Objective | Copy out the lines word for word, from the first one through the line that contains "point(203, 903)", and leave the pictures out of your answer.

Stored records |
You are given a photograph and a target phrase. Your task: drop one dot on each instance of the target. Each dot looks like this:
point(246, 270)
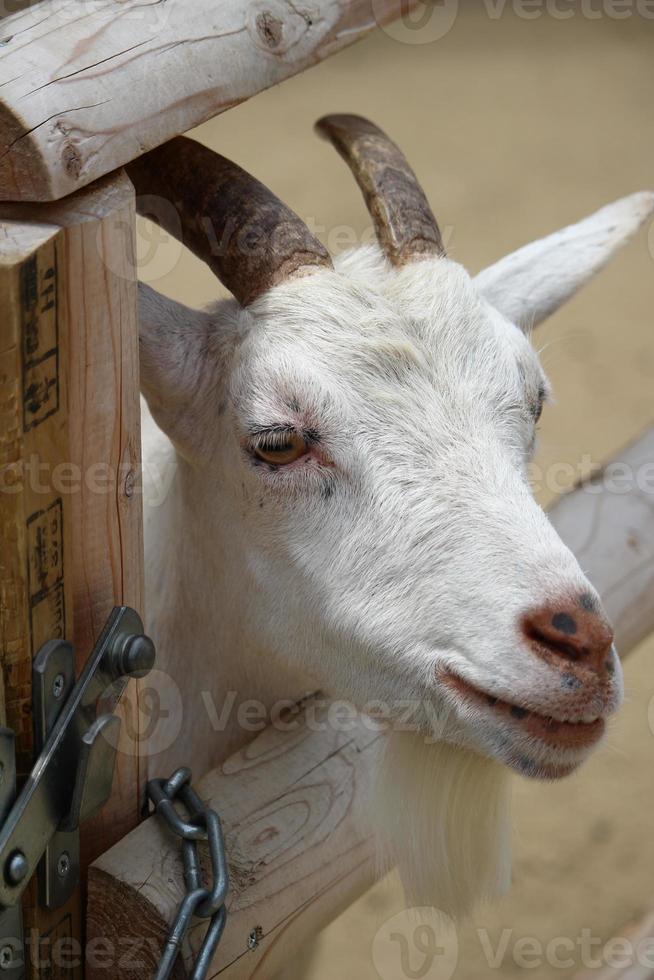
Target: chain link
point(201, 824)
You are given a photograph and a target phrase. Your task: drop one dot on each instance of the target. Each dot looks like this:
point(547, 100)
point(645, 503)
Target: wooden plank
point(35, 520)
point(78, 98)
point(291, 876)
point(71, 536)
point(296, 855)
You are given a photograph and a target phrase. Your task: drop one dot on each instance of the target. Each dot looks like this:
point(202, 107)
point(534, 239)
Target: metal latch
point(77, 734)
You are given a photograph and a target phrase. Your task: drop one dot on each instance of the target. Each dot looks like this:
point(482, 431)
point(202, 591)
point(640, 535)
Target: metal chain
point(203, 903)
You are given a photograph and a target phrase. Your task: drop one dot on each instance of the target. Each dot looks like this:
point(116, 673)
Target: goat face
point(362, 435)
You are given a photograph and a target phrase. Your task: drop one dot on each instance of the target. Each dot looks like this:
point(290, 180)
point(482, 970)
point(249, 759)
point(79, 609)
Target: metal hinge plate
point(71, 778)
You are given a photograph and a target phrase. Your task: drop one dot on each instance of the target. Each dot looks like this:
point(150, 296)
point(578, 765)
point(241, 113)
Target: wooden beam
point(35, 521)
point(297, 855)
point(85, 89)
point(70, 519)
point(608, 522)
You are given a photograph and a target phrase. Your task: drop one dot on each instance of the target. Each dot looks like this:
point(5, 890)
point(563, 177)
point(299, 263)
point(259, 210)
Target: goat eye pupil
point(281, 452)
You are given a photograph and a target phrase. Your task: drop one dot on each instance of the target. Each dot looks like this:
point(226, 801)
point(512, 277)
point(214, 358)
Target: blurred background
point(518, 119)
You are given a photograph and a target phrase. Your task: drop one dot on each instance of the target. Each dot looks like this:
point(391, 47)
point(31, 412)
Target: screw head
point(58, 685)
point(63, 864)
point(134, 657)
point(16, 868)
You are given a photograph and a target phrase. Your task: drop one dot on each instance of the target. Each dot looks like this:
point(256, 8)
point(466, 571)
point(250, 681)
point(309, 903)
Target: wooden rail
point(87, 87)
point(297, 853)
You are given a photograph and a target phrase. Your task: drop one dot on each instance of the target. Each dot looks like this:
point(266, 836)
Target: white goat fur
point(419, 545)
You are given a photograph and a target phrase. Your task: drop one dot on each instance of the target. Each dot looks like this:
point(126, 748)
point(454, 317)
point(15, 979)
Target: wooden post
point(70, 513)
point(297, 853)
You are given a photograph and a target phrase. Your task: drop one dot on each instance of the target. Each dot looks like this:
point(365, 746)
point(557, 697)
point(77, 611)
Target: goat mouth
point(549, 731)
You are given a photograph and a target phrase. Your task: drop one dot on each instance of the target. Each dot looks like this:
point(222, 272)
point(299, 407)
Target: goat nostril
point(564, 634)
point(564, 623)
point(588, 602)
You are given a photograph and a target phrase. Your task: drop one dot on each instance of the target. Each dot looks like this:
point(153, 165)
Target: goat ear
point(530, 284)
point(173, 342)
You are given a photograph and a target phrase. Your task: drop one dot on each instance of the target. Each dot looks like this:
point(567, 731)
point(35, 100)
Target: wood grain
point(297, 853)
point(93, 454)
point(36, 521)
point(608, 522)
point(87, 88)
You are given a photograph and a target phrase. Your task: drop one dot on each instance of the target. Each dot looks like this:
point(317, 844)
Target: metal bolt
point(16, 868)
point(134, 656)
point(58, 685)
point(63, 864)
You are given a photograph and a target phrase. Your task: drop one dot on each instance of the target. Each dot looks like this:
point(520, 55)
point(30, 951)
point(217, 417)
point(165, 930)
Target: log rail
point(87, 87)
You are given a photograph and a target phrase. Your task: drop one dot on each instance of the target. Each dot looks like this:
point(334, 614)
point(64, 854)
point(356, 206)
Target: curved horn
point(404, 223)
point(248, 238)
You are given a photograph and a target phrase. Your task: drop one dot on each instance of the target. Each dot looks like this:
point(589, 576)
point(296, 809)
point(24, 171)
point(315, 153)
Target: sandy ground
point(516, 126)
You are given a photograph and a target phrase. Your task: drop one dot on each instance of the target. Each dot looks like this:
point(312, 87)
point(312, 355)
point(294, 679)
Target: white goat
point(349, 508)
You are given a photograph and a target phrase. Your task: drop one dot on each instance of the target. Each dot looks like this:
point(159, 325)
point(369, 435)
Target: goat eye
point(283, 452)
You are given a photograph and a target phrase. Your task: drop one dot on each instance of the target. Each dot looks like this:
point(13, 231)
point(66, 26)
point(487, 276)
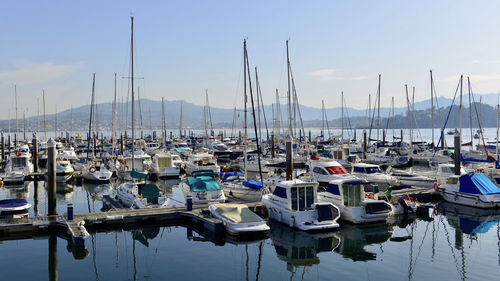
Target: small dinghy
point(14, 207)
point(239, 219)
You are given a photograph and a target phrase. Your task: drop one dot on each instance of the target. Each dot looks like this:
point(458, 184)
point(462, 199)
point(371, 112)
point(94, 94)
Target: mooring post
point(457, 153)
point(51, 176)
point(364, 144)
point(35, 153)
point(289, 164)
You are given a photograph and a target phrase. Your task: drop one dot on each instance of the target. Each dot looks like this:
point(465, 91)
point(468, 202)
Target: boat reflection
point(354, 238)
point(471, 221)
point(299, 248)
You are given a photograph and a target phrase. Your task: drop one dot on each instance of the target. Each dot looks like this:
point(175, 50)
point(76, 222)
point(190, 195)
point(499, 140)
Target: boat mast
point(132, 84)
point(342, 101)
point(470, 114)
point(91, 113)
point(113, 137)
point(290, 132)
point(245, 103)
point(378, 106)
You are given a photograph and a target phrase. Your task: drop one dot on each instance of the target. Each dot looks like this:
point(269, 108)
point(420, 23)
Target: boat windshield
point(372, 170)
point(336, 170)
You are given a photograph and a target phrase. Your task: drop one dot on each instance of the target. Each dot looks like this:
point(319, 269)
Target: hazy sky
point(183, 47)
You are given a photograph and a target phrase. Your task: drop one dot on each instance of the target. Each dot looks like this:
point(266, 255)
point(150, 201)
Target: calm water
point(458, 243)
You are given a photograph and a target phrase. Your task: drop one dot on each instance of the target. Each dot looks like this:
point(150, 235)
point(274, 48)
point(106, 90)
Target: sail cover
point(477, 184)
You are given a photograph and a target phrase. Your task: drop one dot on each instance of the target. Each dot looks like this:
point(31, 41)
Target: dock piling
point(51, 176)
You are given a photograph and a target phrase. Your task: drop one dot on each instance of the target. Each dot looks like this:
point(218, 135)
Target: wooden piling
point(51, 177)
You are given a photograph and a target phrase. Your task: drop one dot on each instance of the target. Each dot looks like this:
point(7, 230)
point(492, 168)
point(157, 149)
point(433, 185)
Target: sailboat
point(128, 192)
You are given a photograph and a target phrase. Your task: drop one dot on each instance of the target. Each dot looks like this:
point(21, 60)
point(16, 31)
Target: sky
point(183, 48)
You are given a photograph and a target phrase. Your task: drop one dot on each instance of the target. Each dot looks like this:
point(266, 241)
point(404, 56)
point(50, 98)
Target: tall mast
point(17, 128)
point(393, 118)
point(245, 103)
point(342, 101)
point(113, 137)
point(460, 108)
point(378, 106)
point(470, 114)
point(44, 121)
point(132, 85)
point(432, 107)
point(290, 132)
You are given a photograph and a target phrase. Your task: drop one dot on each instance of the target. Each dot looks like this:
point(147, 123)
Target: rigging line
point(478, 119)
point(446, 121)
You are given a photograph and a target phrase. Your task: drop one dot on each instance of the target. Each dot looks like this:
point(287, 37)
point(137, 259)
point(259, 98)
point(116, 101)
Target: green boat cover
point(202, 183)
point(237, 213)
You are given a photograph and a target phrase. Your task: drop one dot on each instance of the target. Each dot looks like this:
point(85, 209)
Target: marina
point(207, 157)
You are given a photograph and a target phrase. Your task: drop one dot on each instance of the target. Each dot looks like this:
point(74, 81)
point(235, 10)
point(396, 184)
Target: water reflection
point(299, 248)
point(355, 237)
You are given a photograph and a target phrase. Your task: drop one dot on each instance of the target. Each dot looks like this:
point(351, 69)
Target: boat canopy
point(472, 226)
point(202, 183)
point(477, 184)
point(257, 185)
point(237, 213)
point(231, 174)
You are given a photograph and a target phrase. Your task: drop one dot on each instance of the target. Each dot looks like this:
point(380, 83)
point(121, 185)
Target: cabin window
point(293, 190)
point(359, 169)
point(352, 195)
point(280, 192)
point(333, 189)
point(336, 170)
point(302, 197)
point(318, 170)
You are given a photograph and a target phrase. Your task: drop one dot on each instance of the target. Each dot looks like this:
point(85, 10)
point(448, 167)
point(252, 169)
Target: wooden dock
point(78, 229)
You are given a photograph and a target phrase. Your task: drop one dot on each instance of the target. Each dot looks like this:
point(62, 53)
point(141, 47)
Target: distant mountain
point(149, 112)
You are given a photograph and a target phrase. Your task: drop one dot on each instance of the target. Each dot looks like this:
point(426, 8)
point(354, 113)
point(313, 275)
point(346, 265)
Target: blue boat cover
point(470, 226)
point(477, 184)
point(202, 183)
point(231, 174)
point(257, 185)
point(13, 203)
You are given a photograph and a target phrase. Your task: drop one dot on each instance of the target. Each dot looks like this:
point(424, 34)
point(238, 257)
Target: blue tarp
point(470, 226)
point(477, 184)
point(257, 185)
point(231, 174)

Correct result |
You are given a photograph and a target phrase. Your task: drop one dot on each instance of the target. Each dot looks like this:
point(246, 270)
Target: chain link
point(201, 824)
You are given a photograph and a target phrase. Your task: drop one dot on each instance of the target. Each dot looks like this:
point(547, 100)
point(645, 503)
Target: wooden plank
point(35, 520)
point(78, 98)
point(291, 876)
point(71, 536)
point(296, 855)
You are given a photograph and a target phrase. Your task: drop one dot on each instance of the target. Each dot looks like this:
point(202, 107)
point(534, 239)
Target: metal latch
point(77, 734)
You are given a photograph and a target phrase. Your task: drop one dot on each instance of the target. Each dot looks like this:
point(482, 431)
point(202, 591)
point(640, 535)
Target: metal chain
point(203, 903)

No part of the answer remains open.